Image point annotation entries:
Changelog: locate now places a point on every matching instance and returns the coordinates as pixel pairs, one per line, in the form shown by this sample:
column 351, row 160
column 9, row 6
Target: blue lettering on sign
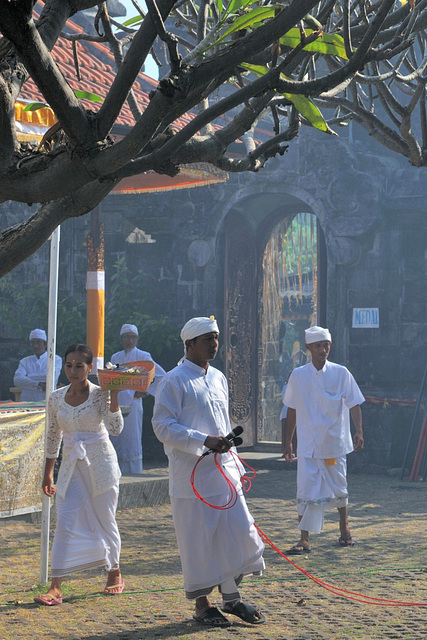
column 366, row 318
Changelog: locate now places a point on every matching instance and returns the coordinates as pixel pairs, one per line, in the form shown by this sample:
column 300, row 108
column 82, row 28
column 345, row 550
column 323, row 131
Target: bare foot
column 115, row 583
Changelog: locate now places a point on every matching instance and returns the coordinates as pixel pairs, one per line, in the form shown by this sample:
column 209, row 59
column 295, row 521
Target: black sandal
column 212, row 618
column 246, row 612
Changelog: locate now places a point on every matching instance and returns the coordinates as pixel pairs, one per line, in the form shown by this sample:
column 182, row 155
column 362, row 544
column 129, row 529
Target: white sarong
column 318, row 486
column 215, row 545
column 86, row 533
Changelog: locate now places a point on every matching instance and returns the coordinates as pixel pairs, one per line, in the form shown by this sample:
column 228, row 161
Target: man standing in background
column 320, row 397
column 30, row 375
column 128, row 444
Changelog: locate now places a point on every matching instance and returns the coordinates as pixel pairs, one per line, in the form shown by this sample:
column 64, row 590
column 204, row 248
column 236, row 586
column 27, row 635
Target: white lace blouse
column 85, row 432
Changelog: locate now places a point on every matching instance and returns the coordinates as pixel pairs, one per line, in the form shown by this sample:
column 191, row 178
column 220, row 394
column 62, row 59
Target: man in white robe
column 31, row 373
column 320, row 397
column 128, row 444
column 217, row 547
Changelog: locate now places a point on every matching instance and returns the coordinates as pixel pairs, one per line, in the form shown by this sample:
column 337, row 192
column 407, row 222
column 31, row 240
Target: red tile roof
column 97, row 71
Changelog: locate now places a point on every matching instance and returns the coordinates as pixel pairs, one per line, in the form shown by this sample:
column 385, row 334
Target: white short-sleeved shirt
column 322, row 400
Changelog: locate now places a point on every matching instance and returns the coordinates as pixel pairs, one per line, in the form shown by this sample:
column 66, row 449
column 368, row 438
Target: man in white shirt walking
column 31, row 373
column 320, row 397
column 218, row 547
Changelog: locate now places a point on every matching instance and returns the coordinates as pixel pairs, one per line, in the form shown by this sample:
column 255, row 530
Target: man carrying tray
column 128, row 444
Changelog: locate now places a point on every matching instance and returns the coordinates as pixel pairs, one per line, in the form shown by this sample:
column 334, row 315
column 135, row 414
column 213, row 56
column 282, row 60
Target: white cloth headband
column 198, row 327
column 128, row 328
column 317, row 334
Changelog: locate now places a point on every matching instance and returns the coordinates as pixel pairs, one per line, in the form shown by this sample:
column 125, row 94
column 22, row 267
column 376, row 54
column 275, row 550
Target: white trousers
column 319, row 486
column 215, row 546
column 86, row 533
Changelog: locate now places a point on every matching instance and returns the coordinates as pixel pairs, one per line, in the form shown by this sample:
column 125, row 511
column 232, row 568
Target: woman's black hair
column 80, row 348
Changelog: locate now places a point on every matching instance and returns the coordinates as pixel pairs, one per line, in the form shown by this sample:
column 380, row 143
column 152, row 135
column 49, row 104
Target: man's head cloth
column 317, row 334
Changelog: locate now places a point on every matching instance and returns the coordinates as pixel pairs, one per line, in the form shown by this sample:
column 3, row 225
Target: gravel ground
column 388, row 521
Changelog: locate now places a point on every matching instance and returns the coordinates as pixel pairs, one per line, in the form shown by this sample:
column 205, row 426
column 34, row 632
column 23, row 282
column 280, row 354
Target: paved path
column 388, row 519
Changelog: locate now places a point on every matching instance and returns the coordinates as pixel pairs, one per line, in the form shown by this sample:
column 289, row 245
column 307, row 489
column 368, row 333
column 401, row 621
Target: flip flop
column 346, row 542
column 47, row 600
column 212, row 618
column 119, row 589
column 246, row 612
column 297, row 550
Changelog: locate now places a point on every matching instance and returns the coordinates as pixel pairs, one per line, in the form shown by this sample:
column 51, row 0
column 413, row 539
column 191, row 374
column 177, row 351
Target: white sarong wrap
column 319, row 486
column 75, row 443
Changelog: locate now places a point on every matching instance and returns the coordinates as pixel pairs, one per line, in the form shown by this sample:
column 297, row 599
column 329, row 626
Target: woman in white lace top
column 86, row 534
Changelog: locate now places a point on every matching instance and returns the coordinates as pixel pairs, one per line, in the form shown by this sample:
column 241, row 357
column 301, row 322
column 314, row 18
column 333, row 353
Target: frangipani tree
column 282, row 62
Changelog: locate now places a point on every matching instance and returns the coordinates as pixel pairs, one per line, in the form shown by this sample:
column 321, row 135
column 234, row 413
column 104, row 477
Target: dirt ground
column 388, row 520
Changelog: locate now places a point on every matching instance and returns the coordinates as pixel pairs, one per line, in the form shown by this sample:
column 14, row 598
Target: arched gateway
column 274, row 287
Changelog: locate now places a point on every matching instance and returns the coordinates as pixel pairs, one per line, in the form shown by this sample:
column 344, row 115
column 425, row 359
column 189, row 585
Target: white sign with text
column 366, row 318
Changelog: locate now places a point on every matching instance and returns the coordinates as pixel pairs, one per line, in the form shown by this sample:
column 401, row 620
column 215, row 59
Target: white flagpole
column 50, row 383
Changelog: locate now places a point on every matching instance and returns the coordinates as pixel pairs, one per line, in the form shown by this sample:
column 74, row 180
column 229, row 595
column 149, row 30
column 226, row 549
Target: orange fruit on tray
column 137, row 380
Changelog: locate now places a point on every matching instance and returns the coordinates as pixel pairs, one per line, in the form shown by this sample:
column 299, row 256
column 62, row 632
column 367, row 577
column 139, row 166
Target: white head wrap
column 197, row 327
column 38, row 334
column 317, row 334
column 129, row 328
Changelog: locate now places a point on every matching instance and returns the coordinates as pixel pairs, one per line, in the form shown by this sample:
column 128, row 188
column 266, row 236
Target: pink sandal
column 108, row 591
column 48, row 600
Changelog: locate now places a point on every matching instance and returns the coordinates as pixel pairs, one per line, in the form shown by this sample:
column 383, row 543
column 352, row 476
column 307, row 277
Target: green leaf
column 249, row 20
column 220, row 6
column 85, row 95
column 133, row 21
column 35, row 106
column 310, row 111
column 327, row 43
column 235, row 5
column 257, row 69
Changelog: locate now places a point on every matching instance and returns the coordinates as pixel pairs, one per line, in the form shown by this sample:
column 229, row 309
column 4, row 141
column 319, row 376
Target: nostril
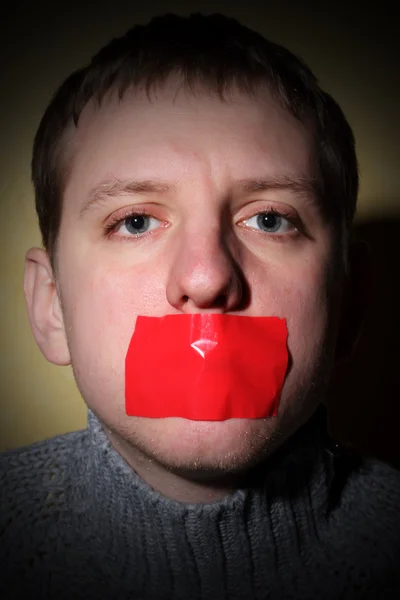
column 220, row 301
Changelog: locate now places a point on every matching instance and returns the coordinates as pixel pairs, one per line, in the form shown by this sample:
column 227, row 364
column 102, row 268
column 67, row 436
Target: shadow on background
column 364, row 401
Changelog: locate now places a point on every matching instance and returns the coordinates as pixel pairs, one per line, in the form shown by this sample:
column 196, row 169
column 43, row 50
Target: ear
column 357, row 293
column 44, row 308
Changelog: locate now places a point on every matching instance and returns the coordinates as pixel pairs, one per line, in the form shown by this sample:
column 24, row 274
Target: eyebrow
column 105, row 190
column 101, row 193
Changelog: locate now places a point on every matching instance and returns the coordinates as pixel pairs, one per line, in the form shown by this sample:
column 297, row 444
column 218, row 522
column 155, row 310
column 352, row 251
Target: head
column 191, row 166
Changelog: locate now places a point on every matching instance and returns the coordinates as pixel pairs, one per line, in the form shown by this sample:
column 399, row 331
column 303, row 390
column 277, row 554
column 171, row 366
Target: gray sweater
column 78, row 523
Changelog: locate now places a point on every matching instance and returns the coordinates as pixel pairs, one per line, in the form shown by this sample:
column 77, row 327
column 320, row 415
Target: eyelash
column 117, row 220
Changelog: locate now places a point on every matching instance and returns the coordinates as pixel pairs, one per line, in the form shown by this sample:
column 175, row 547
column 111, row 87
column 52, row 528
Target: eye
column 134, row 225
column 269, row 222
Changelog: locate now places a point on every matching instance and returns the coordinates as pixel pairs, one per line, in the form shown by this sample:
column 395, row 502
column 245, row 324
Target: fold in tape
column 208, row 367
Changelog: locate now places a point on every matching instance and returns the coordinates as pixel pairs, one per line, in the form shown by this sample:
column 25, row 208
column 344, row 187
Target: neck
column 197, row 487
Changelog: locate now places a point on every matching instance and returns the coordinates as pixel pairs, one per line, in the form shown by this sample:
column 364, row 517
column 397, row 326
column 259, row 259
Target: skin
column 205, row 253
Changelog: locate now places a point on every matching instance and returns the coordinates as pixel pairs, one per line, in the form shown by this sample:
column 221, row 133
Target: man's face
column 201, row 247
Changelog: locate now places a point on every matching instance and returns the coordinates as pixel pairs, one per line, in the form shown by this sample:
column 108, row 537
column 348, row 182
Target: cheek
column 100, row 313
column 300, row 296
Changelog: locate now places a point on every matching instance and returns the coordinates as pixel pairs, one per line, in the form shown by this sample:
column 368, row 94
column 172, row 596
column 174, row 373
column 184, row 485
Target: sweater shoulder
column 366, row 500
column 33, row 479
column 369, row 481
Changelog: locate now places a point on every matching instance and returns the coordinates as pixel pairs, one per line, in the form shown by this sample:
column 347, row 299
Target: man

### Task:
Starting at the beginning of the entries and stopping after the line that contains "column 115, row 583", substitute "Object" for "Target" and write those lines out again with everything else unchanged. Leave the pictures out of your answer.

### Output of the task:
Changelog: locate now places a point on every matching instance and returns the coordinates as pixel pairs, one per line, in the form shown by this sample:
column 351, row 160
column 9, row 6
Object: blue lettering on sign
column 366, row 318
Changelog: locate now places a point on every matching instance and returns the coordinates as pixel pairs, one per line, in the form shown by this sample:
column 300, row 108
column 82, row 28
column 345, row 550
column 323, row 131
Object: bare foot
column 115, row 583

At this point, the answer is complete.